╭─ EXTRACT TO READ

Sewing Vloggers

Sunday, January 29, 2017

The Lucy Fur backpack continues

It took me most of the day to get everything fused for the backpack. There were all sorts of straps, flaps and the fur pieces.  How do you fuse fur? You don't! What I did was first remove the seam allowances on the interfacing pieces. I cut a piece of quilting cotton the same size as the fur and fused the interfacing to that. Then this fused interfacing/cotton combo was stitched to the fur pieces with a 1/4 inch seam. I found binder clips really helpful with sewing this to the fur pieces.

This is also my lining fabric, a quilting cotton,  but I had extra so that is what I used to fuse the peltex to for this piece.  All of the fur pieces had their seam allowances "shaved". That was pretty easy and I just held the fur taut with one hand and slipped the point of my shears about a 1/4 inch into it and cut a bit at a time. It really went fast and now the seams will be easier to sew.  "Reduce bulk whenever possible." Thank you, Roberta Carr.

Below we have a perfect example of why we stabilize and do test stitching before starting a project The stitches on the left, so nasty, were just stitched on two layers of the faux suede. The top right stitches have stabilizer and you can see how nice and smooth they are.

It's also a good idea to try your stitches with the interfacing that will actually  be used. I know the flap will be topstitched and have a layer of fused Peltex, really thick, hard stuff. I decided on a 3.5 stitch length and a "triple stitch" for the topstitching needed. Here's an example. The stitches on the right are just a plain straight stitch. The others are "triple stitch".

This is the same "triple stitch" that some sewists use to stitch knits. No, no, and more no. Why? It's overkill AND have you ever tried to rip a triple stitch out a knit? I guarantee you will throw out the garment first. So keep your triple stitch for topstitching which it does beautifully and use a simple zigzag or other option for your knits. Rant for the day!

╰─

WRITTEN PROBLEM A: In the blog post on the backpack, what stitch length was chosen for the topstitching?
WRITTEN PROBLEM B: Render this sentence from the blog post on the backpack into Spanish: "I found binder clips really helpful with sewing this to the fur pieces."
WRITTEN PROBLEM C: Write a continuation of the blog post on the backpack, starting after its final sentence.
The records that come next were drawn from a separate source and are unrelated to the blog post on the backpack.

╭─ PROVIDED RECORDS

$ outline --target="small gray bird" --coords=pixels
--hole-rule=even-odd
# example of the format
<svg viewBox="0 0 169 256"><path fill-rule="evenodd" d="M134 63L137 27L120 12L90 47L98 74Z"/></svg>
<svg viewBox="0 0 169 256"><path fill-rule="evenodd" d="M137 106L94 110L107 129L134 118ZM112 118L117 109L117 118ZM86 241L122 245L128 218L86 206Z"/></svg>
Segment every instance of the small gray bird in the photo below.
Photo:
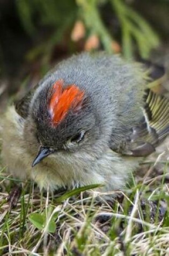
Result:
<svg viewBox="0 0 169 256"><path fill-rule="evenodd" d="M58 64L3 122L9 171L41 189L101 183L123 189L141 157L169 133L169 102L141 64L104 53Z"/></svg>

╰─

RIGHT ANSWER A: A 3.5 stitch length, used with a triple stitch.

RIGHT ANSWER B: Las pinzas sujetapapeles me resultaron muy útiles para coser esto a las piezas de piel.

RIGHT ANSWER C:
I have a big wallpaper removal project going on at home and have been handling it one day each weekend and the other day for my sewing. It keeps my sanity that way. So this bag may take a bit. longer than I hope but I have a plan to get it done (and the wallpaper, which I've decided I hate),  One thing about this project, and it is a good thing, is that there is a huge amount of fusing, good because the end product is superior. This backpack takes 3 1/2 yards of woven SF101 interfacing! That is because the bag is all interfaced as well as the lining. An interfaced lining really makes a difference, IMO, and you find the better bag Indie patterns specify that. The Big Four never do. I've sewn quite a few Big Four bags and have never seen the linings interfaced. So far all my experiences with Indie Bag patterns have been really positive. Keep in mind I have only made Swoon and Emmaline bags. I do hope to make a Blue Calla bag in the future as well. I really think those three are the top of the heap.

I think that now that the fusing is complete the actual bag will go together quite quickly. Fingers crossed for a completion next weekend! In the meantime, this is what came out of the seam allowances on the fur.....Bunny

Thursday, January 26, 2017

Fur Fantasies.

"Brunello Cucinelli. Mink Fur Backpack, Brown. Brunello Cucinelli dyed mink fur (Denmark) backpack."  You too can have this back pack for  $7830.00. Oops,  you can't have it. It's SOLD OUT. 

Christian Dior, no price available....a little too foofy for my taste

Chris Brown rocking this back pack.  I have loved these fur backpacks since the first time I saw them. 

Be still my heart.  A bit large and more of a "carry-on"" IMO., but still want inducing.

I think you can see where we are going here. I have been smitten with fur backpacks since their arrival in my Pinterest feed a couple months back. They would be so stylish and just perfect for our climate.  I'm going to give it my best shot so here we go. 

My pattern is the Lucy Backpack from Swoon Bags. The flap and the back of the bag will be a solid fabric. The fur will go around the front and sides and bottom. This is a PDF. As I started to tape the pieces together, small and very few, I realized that the only reason I am taping is because the pieces are bigger than the paper. Duh! So inexperienced with these PDFs but I do like them for bags! I stopped taping and made each piece double so that I could place the entire pattern piece on the fabric for cutting. Much better!

 I have some nice faux furs in my resources and decided on a silver fox with black tips. It looks quite real once made up as you will see. Parts of the bag will be out of a silver grey micro suede and it will have a grey lining of a soft nondescript  print of quilting cotton.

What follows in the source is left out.